* What you should do
Using the article on the 180 Rule below, answer each question:
(a) In which book is the 180 Rule depicted, and who wrote it?
(b) Since what year has the Negativity Bias been studied?
(c) According to Rich Hanson, what is the brain like to negative experiences, and what is it like to positive ones?

* Selection
════════
By Lorraine Grubbs
I recently discovered a new approach to problem solving. It is based upon a theory depicted in the book, “The 180 Rule: Using a Natural Phenomenon to Achieve Success” by Al Lucia.
The 180 Rule grew out of a concept studied since 1948 known as the Negativity Bias. It concludes that as human beings, we are more attuned to negative stimulus than to positive stimulus. According to neuropsychologist Rich Hanson, “Our brain is like Velcro to negative experiences and Teflon to positive ones.” When negative stimulus comes our way, we just cannot help ourselves because that negative stimulus produces a great deal more neural activity than it does positive stimulus. He clearly demonstrated that the brain strongly “lit up” and reacted to the negative much more than the positive.
While most people would see the negative reaction as something that hinders progress, the 180 Rule brilliantly takes that negative, “natural” approach and turns it into a productive, problem-solving technique.
════════
* Listed entries
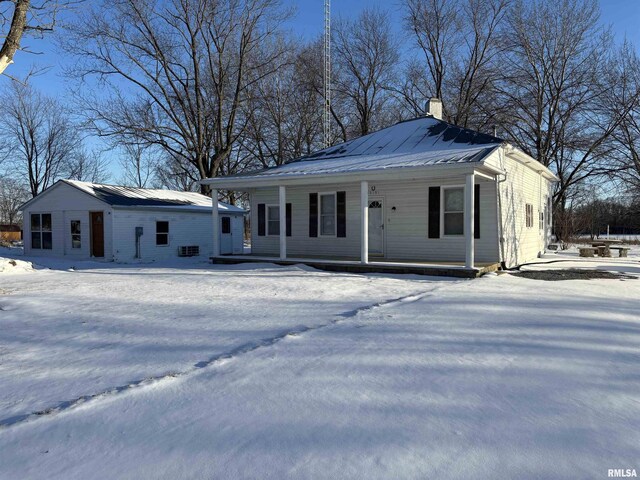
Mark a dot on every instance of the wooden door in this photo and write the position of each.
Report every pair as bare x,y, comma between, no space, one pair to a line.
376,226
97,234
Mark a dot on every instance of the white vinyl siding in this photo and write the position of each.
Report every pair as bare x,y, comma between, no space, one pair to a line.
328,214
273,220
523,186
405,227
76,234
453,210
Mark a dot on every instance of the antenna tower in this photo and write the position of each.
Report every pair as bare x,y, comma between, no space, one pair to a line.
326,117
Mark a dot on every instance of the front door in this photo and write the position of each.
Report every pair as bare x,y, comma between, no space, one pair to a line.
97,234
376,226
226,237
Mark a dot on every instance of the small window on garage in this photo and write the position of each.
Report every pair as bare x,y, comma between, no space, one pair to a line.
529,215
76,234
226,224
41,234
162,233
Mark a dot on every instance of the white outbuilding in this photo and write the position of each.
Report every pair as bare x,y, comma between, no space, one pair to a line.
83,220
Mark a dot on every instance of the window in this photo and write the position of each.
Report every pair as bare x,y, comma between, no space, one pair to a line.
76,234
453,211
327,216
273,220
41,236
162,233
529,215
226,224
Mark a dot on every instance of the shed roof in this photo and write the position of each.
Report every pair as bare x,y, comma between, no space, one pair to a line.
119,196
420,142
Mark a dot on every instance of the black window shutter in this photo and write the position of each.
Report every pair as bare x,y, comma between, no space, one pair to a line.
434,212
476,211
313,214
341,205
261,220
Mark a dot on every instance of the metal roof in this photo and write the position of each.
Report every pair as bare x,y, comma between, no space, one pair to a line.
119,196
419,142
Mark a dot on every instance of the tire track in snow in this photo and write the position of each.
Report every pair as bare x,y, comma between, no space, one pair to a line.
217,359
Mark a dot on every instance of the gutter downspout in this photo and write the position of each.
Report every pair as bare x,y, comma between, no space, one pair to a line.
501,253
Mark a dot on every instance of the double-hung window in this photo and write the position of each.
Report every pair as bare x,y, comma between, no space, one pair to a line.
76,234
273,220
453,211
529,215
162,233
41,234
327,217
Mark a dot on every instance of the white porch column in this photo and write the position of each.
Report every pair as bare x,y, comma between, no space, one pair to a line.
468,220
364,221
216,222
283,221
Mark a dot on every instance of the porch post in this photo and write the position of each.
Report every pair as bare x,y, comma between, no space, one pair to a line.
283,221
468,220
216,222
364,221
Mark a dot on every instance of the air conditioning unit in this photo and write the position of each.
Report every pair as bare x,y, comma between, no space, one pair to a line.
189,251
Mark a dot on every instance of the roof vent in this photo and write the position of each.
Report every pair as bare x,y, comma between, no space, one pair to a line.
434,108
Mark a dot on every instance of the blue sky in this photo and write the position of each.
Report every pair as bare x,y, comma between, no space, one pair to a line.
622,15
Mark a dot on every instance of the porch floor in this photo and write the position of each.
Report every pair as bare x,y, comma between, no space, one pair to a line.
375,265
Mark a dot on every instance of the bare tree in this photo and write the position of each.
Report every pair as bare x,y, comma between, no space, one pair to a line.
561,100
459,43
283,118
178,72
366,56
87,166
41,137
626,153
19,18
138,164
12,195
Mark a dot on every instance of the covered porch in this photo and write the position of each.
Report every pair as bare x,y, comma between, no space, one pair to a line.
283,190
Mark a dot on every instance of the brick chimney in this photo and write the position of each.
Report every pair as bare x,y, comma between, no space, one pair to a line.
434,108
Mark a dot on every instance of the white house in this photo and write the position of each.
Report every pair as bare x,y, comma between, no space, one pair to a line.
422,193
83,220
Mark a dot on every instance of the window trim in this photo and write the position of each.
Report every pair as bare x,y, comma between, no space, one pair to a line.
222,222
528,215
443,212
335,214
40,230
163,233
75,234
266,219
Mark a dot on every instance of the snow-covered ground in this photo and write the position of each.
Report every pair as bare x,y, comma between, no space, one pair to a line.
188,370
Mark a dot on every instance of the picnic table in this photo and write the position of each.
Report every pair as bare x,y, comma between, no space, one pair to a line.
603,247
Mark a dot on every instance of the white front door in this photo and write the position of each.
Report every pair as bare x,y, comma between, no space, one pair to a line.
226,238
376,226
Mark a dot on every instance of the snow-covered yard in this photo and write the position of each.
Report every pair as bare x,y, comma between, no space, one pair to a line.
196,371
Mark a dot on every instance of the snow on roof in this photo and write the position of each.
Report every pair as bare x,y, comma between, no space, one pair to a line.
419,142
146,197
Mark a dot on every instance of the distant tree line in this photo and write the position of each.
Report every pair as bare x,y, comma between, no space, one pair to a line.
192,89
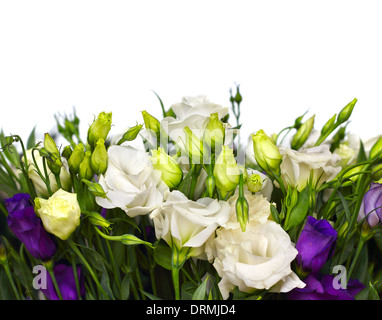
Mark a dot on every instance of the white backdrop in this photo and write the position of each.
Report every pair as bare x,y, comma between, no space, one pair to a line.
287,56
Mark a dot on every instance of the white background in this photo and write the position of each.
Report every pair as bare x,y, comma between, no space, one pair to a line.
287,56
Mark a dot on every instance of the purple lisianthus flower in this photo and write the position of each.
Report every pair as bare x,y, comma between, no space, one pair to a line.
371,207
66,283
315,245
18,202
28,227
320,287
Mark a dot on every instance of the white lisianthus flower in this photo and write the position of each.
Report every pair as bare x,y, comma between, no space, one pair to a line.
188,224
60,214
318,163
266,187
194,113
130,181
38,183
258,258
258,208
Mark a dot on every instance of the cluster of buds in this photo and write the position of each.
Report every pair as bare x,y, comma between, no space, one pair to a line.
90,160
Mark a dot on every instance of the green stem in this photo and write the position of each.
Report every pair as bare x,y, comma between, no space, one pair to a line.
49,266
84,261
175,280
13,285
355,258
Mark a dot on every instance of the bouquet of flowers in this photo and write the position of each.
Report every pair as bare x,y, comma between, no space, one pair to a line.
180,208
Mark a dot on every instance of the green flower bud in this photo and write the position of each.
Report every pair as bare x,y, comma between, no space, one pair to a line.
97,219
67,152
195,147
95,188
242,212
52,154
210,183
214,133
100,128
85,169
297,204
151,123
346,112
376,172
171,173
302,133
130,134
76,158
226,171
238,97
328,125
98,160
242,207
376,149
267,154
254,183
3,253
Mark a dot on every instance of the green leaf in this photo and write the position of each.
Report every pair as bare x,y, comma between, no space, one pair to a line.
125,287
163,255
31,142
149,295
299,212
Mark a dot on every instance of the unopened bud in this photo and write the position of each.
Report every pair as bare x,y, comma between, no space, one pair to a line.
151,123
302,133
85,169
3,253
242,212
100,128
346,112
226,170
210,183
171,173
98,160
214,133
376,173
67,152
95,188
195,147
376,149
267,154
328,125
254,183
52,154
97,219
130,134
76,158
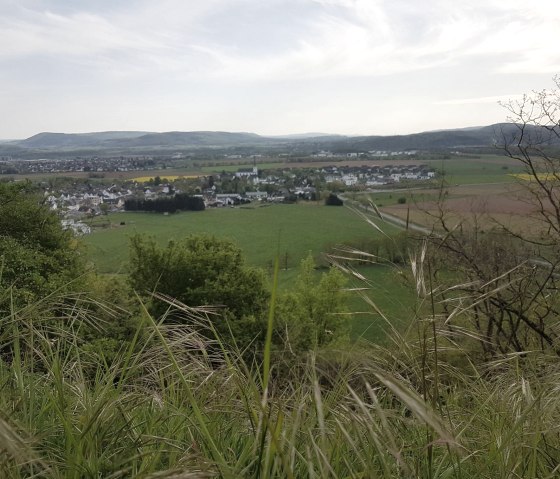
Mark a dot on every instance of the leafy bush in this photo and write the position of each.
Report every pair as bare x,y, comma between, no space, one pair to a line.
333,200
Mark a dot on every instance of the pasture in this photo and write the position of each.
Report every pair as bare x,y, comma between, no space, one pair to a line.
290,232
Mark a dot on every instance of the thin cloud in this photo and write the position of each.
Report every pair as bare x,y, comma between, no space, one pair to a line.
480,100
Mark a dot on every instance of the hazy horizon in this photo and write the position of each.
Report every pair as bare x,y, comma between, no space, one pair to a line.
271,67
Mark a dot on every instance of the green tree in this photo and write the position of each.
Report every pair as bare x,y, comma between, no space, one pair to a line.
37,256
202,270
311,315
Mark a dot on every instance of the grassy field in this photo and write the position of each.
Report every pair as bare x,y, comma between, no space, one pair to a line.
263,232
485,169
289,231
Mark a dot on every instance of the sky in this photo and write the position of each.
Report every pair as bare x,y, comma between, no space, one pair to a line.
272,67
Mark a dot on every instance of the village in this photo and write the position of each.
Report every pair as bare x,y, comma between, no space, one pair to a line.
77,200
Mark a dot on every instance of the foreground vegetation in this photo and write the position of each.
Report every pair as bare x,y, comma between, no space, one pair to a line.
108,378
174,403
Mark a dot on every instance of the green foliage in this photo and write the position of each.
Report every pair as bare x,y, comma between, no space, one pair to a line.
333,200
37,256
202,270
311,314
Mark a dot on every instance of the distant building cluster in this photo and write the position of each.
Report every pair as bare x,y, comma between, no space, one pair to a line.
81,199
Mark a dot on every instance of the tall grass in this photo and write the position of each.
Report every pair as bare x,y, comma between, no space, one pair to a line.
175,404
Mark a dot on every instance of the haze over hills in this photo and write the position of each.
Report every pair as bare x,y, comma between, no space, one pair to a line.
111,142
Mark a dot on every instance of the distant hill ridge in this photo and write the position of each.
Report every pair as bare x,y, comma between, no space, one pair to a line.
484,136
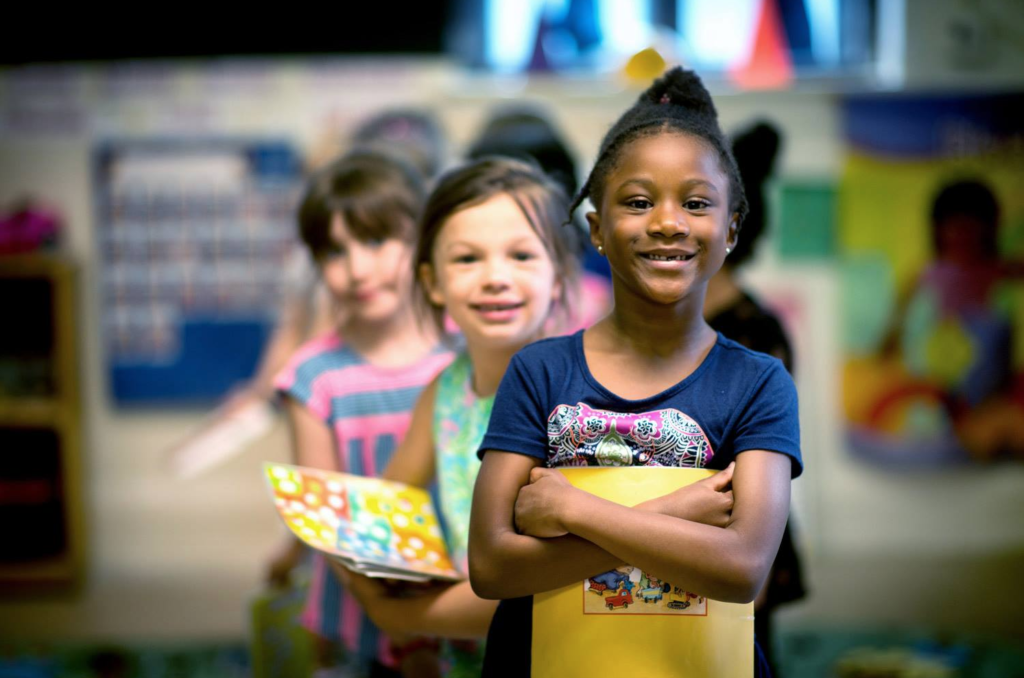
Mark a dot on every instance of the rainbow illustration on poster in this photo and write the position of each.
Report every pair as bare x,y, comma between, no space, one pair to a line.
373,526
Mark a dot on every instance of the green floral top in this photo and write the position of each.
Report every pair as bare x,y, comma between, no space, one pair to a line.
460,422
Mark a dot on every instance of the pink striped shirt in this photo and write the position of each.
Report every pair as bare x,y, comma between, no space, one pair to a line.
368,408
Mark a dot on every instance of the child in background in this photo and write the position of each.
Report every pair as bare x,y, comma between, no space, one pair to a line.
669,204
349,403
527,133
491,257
════════
* Solution for this problem
(a) "The 180 Rule: Using a Natural Phenomenon to Achieve Success" by Al Lucia.
(b) 1948.
(c) Velcro to negative experiences and Teflon to positive ones.